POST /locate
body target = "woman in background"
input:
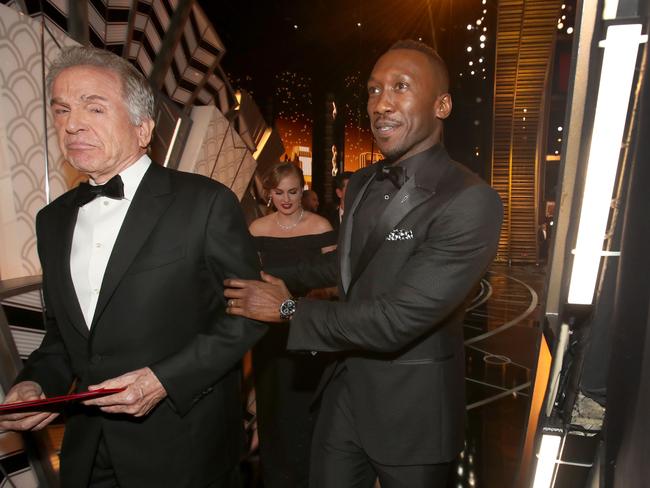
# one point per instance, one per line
(285, 381)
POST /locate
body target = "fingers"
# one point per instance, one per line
(143, 392)
(271, 279)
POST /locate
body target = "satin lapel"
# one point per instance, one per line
(70, 300)
(345, 242)
(149, 203)
(405, 200)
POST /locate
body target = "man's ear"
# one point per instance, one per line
(144, 131)
(443, 106)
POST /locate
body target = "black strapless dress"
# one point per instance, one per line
(285, 381)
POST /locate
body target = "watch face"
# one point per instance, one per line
(287, 309)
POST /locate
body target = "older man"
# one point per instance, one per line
(133, 264)
(418, 232)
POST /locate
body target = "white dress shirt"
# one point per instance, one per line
(98, 223)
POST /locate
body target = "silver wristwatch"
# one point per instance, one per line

━━━━

*Exercise*. Each line that mentions the string "body" must be copied from the listing.

*Response to the exercise*.
body target = "woman in background"
body target = "fingers"
body target = "satin lapel"
body target = "man's ear"
body target = "black strapless dress"
body target = "watch face"
body target = "older man"
body target = "white dress shirt"
body target = "silver wristwatch"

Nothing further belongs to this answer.